======== Input data ========

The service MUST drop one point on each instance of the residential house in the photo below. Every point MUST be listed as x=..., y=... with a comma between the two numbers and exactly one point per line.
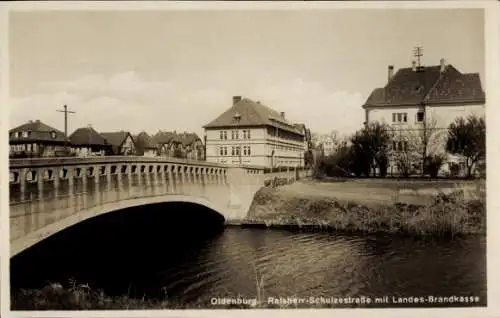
x=144, y=145
x=253, y=134
x=424, y=99
x=122, y=143
x=36, y=139
x=86, y=141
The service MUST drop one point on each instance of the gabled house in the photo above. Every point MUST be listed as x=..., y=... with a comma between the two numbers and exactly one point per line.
x=36, y=139
x=424, y=99
x=144, y=145
x=86, y=141
x=122, y=143
x=179, y=145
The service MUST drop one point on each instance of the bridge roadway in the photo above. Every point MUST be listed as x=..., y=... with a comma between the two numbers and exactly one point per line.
x=48, y=195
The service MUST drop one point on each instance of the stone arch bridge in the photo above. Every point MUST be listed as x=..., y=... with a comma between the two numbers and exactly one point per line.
x=48, y=195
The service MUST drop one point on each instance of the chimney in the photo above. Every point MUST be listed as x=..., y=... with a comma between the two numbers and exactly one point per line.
x=390, y=72
x=236, y=99
x=443, y=64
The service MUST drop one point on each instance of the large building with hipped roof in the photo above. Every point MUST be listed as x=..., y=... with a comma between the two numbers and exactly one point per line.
x=420, y=99
x=251, y=133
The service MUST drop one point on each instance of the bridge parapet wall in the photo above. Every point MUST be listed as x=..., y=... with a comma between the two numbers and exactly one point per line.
x=46, y=192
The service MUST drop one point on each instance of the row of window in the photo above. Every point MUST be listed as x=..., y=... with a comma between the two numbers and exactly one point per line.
x=235, y=134
x=235, y=151
x=403, y=117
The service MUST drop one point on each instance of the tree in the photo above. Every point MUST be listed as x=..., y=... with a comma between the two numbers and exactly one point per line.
x=371, y=148
x=467, y=138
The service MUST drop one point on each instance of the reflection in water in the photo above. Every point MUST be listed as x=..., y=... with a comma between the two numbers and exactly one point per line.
x=169, y=249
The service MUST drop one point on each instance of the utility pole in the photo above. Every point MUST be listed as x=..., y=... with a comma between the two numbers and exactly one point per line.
x=418, y=52
x=66, y=112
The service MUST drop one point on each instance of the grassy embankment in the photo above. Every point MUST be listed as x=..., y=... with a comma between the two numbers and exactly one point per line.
x=371, y=206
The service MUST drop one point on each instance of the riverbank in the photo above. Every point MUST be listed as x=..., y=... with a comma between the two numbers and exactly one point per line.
x=411, y=208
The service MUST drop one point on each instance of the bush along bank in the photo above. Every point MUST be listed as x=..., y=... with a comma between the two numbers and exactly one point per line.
x=447, y=215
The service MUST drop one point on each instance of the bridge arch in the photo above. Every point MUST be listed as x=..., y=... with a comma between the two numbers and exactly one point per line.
x=31, y=239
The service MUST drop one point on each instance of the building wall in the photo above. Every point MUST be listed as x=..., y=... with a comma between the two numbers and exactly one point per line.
x=260, y=147
x=150, y=152
x=437, y=119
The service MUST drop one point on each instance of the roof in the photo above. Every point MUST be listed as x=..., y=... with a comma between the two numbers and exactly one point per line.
x=39, y=132
x=428, y=85
x=116, y=138
x=87, y=136
x=144, y=140
x=167, y=137
x=252, y=113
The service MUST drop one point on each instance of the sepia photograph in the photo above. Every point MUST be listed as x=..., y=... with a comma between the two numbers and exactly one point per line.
x=247, y=159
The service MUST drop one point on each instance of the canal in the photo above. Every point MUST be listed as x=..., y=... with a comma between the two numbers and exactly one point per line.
x=182, y=252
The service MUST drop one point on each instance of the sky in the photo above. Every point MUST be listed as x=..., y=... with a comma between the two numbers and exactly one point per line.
x=178, y=70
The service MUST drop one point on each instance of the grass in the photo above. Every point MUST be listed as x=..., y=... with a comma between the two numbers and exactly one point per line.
x=453, y=213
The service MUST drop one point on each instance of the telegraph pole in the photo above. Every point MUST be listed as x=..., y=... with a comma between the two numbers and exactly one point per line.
x=66, y=112
x=418, y=52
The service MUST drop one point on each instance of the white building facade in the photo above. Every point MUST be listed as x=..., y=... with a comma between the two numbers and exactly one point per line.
x=250, y=133
x=425, y=100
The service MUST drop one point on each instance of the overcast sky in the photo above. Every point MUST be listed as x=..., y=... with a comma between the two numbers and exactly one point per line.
x=178, y=70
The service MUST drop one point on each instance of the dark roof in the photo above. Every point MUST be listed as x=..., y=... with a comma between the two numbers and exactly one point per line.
x=144, y=140
x=39, y=132
x=251, y=113
x=87, y=136
x=428, y=85
x=116, y=138
x=188, y=138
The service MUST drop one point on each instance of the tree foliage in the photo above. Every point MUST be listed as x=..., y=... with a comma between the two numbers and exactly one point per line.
x=467, y=138
x=371, y=148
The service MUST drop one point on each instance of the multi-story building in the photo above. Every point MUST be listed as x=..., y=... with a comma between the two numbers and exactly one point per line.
x=421, y=100
x=253, y=134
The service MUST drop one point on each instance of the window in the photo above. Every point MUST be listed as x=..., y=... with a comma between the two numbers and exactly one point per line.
x=420, y=117
x=400, y=145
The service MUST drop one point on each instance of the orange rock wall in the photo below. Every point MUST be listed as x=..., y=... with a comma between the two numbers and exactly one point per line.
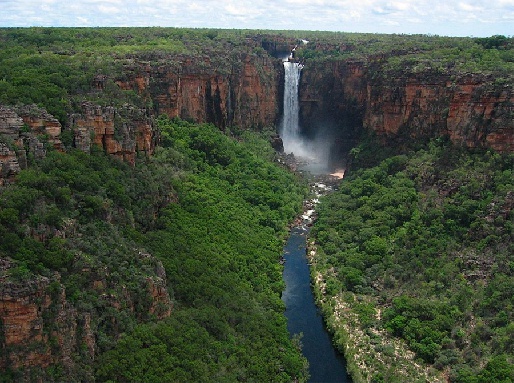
x=244, y=94
x=469, y=109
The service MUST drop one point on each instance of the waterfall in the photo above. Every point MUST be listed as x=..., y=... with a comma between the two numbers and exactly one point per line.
x=290, y=129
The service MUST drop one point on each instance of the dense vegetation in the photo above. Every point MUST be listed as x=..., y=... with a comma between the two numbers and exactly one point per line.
x=211, y=208
x=55, y=67
x=426, y=240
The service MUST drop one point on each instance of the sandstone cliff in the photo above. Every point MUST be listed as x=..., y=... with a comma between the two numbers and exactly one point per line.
x=122, y=132
x=469, y=109
x=227, y=91
x=40, y=326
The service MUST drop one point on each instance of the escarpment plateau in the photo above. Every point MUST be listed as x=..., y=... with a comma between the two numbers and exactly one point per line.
x=351, y=96
x=117, y=108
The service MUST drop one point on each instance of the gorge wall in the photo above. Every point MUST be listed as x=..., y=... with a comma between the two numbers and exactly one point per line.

========

> [Problem requirements]: All of the material above should be reproduced exactly, except the pictures.

> [Output for this task]:
The service MUST drop one point on each instance of the residential house in the photo below. Every point MUST be listed as x=..., y=... with a comma between the two numbers and exactly one point per line.
x=144, y=145
x=253, y=134
x=424, y=99
x=122, y=143
x=36, y=139
x=86, y=141
The service MUST drop one point on each instance of the gabled house in the photo above. Every point MUST be listed as x=..., y=... with a comma between the two numbers and exactly one point per line.
x=36, y=139
x=424, y=99
x=144, y=145
x=86, y=141
x=122, y=143
x=179, y=145
The service MUST drop one point on each instance of the bridge roadway in the photo above. Every point MUST be listed as x=..., y=... with a comma between the two numbers and exactly one point per line.
x=48, y=195
The service MUST drop one point on each instance of the stone arch bridge in the photo above. Every point MUST be listed as x=..., y=... with a comma between the two numbers and exactly one point per line.
x=48, y=195
The service MUST drop one point on each instance of the chimney in the photo above. Every point MUST be listed as x=..., y=... with a comma between the two numbers and exactly one point per line.
x=390, y=72
x=236, y=99
x=443, y=64
The service MUST drop one point on each instance of the large building with hipped roof in the photo above. Every point MUST be listed as x=..., y=... with a comma between the two numbers and exactly one point per line.
x=420, y=99
x=251, y=133
The service MUST drop one point on each instance of the bridge parapet wall in the photo above. Every point MUST be listed as x=..., y=... with a comma between the two numbers and exactly one point per line.
x=46, y=192
The service MUST drop one point on each instance of the row of window in the photo above. Every point MUST be listed as x=..., y=... with a comma between the two numbers and exactly one point per line.
x=235, y=134
x=235, y=151
x=403, y=117
The service MUST drop one point on each instance of the tree in the photo above. Every point MUST be listed as x=..., y=... with a comma between the two numbers and exactly one point per line.
x=371, y=148
x=467, y=138
The service MUST drop one point on each instance of the reflection in water in the photo above. Every point MUST be listed as x=..., y=... with a comma between the two numbers and exactly one point per line.
x=169, y=249
The service MUST drop one point on each instance of the utility pole in the photo above. Every point MUST be listed as x=..., y=... with a comma between the two numbers and exactly one point per line.
x=418, y=52
x=66, y=112
The service MUST drop one point on each instance of the grassy embankment in the photo above. Every point MUST be listed as x=..., y=... with a comma between the two numbers and exactly one point per line.
x=371, y=206
The service MUST drop one point on each instance of the riverbank in the photo above. Every point MUST be listed as x=..., y=... with a comma between the two numbers and exactly one point per line.
x=411, y=208
The service MUST drop one point on each instance of the bush along bank in the photo above. Every point MUST be listed as x=..., y=... with a comma between the two numbers and exactly one point per line.
x=447, y=215
The service MUST drop one point on each instance of the bridge arch in the photo above. Every point MUST be listed as x=..., y=... with a comma between the two numbers and exactly one point per line.
x=31, y=239
The service MUST drop one point on each instance of the building wall in the photo above. Every point MUST be listed as x=..., y=... with a comma between the two numbers and exactly one point per line.
x=260, y=147
x=150, y=152
x=437, y=119
The service MUST drop one point on each instance of the roof in the photo above. Every point MUST be listed as x=..., y=... with a comma between the two numbers and exactly one point per line.
x=39, y=132
x=428, y=85
x=116, y=138
x=87, y=136
x=144, y=140
x=167, y=137
x=252, y=113
The service MUST drop one point on each instance of the sepia photograph in the photo above. Every point MUST be listed as x=..., y=... with a comma between the two numbers and exactly one point per line.
x=247, y=159
The service MUST drop one point on each instance of the canal in the photo above. Every point MUST be listed as x=..., y=... with a comma between the two numbers and exactly one point per line.
x=182, y=252
The service MUST drop one point on each instance of the sky in the photo above. Every point MUST be listed as x=..., y=... with a comma between the two numbers and exactly one point per line.
x=178, y=70
The service MUST drop one point on each instance of the grass in the photo above. Every point MUST be listed as x=..., y=... with a comma between the two numbers and exactly one point per line.
x=453, y=213
The service MUST drop one point on each instance of the telegraph pole in the photo above. Every point MUST be listed as x=..., y=... with a comma between the two numbers and exactly one point per line.
x=66, y=112
x=418, y=52
The service MUST drop one point on each instance of the white building facade in the photo above. Every point MUST be listed as x=..., y=... with a comma between the two numbers and exactly one point per line.
x=250, y=133
x=425, y=100
The service MUST drop one point on each instance of the overcast sky in the photo above. Every point MUST be listed as x=..., y=... with a comma between the two numbers and exactly one point per line.
x=178, y=70
The service MUST drop one point on each instance of the dark roof in the photo above. Every point MUST be listed as x=..., y=... with a comma between the two numbers and exactly one point per line.
x=144, y=140
x=39, y=132
x=251, y=113
x=87, y=136
x=428, y=85
x=116, y=138
x=188, y=138
The service MUST drop one point on each instance of the tree foliage in the photo above. Every point MUST be listed as x=..., y=... with a comma between the two numbers and exactly one point per line.
x=467, y=138
x=371, y=148
The service MUST drop one point on each instance of the multi-story building in the photo above. Every point MUST be listed as x=..., y=... with a comma between the two numbers and exactly one point per line.
x=421, y=100
x=253, y=134
The service MUST drop one point on each instance of the window in the photo above. Every point MUST be listed as x=..., y=... with a comma between the two numbers and exactly one point per line.
x=420, y=117
x=400, y=145
The service MUST drop one point on each instance of the orange rock wall in the photo below. Every point MUST be listed as x=..., y=... with a comma between the two numbers and exactly one point per line.
x=244, y=94
x=469, y=109
The service MUST drop one point on each instance of the waterfall in the photo above. Every point MUST be listed as x=..., y=... with a comma between the two numbers and exactly one point per line.
x=290, y=129
The service MUST drop one point on each instance of the dense vegetation in the photo above. Every point MUST be listed as x=..., y=... with a comma between the two numbers and exactly one point per line.
x=211, y=208
x=55, y=67
x=426, y=240
The service MUST drop one point on each instance of the sandstone cliff in the photo above. Every point MUST be listed as x=..., y=... with a comma between the two numbers and exactly one point per line.
x=122, y=132
x=469, y=109
x=227, y=91
x=40, y=326
The service MUST drop one point on each instance of the escarpment plateau in the photo above. Every point MUST be listed as x=..., y=... with a comma between the two numbers and exactly one point per line.
x=351, y=96
x=117, y=108
The service MUST drop one point on each instance of the gorge wall in the photo above. Every point MUST be listed as x=..., y=... with a comma between the two numbers and exactly one point per line.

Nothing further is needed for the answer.